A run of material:
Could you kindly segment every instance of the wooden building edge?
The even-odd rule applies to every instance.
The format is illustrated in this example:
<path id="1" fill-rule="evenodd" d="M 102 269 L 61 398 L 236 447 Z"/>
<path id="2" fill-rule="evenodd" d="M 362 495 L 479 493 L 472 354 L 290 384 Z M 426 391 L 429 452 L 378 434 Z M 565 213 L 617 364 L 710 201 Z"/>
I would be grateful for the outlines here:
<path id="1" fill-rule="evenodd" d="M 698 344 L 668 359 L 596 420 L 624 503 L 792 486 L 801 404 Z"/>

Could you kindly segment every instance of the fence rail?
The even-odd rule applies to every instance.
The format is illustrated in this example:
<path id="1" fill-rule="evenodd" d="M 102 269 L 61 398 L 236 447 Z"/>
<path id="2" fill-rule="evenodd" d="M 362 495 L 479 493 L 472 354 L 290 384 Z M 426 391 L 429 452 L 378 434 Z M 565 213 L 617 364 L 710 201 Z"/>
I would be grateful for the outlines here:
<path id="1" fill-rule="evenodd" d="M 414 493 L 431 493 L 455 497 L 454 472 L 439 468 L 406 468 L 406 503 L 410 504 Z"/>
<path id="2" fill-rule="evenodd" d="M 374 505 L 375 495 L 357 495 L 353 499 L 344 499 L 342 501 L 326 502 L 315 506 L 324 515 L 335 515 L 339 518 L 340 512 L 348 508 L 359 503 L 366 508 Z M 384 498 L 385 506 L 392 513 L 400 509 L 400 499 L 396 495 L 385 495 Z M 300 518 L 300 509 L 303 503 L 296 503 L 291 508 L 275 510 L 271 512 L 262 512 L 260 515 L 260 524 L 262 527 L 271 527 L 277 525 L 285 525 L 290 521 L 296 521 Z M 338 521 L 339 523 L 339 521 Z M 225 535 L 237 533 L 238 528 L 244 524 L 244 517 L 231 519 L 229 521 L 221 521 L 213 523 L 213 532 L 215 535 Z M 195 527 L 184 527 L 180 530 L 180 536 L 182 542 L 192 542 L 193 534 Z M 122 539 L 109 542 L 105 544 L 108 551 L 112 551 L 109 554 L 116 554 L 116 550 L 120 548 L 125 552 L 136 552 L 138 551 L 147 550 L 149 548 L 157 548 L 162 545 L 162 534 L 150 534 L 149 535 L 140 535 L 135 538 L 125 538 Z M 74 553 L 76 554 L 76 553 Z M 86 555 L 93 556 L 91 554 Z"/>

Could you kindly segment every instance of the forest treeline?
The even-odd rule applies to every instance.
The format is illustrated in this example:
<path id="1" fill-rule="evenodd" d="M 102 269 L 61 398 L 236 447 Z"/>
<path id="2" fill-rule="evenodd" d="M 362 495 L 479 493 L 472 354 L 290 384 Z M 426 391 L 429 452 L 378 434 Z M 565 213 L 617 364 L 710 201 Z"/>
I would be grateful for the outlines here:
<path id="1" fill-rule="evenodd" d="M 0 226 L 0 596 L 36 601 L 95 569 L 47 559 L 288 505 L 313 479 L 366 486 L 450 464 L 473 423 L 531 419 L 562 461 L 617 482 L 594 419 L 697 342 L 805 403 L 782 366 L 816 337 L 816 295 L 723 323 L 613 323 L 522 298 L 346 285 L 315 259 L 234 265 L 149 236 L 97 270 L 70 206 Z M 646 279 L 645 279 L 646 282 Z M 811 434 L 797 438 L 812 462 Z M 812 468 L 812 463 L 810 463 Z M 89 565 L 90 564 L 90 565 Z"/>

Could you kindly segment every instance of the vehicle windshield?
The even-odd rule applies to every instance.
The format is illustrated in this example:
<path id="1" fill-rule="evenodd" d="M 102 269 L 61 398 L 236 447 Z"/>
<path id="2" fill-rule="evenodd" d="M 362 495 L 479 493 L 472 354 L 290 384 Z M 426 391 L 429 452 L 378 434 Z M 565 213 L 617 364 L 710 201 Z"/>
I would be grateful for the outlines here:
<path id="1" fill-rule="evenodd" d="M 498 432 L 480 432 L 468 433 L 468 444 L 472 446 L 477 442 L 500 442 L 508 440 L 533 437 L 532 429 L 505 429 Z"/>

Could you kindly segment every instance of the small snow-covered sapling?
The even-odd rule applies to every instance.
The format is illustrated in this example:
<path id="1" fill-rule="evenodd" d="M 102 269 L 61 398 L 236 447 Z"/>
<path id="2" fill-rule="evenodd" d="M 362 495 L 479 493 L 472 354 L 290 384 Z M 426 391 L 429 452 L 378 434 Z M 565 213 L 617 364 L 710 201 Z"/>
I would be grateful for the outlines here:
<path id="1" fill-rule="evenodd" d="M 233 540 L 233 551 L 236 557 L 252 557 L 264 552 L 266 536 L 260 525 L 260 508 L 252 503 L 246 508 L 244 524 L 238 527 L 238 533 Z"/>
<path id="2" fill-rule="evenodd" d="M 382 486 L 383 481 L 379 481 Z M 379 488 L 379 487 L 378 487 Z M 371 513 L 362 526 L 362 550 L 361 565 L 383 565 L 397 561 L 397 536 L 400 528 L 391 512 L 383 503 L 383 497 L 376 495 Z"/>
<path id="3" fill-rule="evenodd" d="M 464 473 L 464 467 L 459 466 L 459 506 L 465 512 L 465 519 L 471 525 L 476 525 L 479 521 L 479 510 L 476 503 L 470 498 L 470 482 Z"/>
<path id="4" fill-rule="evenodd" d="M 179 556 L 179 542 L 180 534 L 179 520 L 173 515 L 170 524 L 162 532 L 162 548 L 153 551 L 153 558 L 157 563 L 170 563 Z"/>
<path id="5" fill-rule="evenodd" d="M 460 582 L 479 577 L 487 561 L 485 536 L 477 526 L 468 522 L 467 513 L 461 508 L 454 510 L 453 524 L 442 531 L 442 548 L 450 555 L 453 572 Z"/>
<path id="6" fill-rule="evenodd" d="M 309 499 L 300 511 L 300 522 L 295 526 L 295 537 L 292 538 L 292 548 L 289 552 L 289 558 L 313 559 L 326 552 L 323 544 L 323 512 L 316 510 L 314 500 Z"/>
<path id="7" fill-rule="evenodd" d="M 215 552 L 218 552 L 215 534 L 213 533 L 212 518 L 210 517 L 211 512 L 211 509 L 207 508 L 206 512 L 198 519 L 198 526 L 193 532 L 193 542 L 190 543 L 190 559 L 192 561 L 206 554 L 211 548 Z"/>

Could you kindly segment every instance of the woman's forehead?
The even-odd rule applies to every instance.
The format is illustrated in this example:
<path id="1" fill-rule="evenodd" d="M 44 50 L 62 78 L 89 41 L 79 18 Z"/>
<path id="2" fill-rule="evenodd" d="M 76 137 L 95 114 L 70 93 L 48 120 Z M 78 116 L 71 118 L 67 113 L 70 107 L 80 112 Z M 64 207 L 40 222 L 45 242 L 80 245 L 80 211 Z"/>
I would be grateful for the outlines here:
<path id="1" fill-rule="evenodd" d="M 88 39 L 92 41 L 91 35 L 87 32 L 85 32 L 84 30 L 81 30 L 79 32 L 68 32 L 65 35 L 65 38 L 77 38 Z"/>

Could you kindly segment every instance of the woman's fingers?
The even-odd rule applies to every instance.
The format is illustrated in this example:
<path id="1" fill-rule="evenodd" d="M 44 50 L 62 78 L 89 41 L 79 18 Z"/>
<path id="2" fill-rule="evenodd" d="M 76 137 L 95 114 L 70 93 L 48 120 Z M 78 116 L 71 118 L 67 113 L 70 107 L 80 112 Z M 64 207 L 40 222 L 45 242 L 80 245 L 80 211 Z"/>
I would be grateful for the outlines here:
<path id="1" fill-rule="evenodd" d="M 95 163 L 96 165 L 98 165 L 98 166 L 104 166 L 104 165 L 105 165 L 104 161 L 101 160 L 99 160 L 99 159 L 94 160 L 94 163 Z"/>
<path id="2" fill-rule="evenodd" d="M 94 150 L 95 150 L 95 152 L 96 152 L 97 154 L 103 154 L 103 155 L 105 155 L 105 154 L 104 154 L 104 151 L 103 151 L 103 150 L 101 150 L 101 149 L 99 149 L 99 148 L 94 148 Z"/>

Task to carry out:
Copy out, with no changes, the lines of the material above that begin with the line containing "Could you kindly segment every instance of the small" and end with the line containing "233 540 L 233", including both of those lines.

Output for this task:
Could you kindly segment every instance of the small snow-covered sapling?
The even-odd rule applies to every instance.
The format is illustrated in this example:
<path id="1" fill-rule="evenodd" d="M 102 269 L 61 398 L 236 447 Z"/>
<path id="2" fill-rule="evenodd" d="M 362 495 L 479 493 L 472 354 L 290 384 Z M 426 391 L 429 452 L 378 434 Z M 565 213 L 617 364 L 710 201 Z"/>
I would be grateful for the outlines here:
<path id="1" fill-rule="evenodd" d="M 233 540 L 233 551 L 236 557 L 252 557 L 264 552 L 266 536 L 260 525 L 260 508 L 252 503 L 246 508 L 244 524 L 238 527 L 238 533 Z"/>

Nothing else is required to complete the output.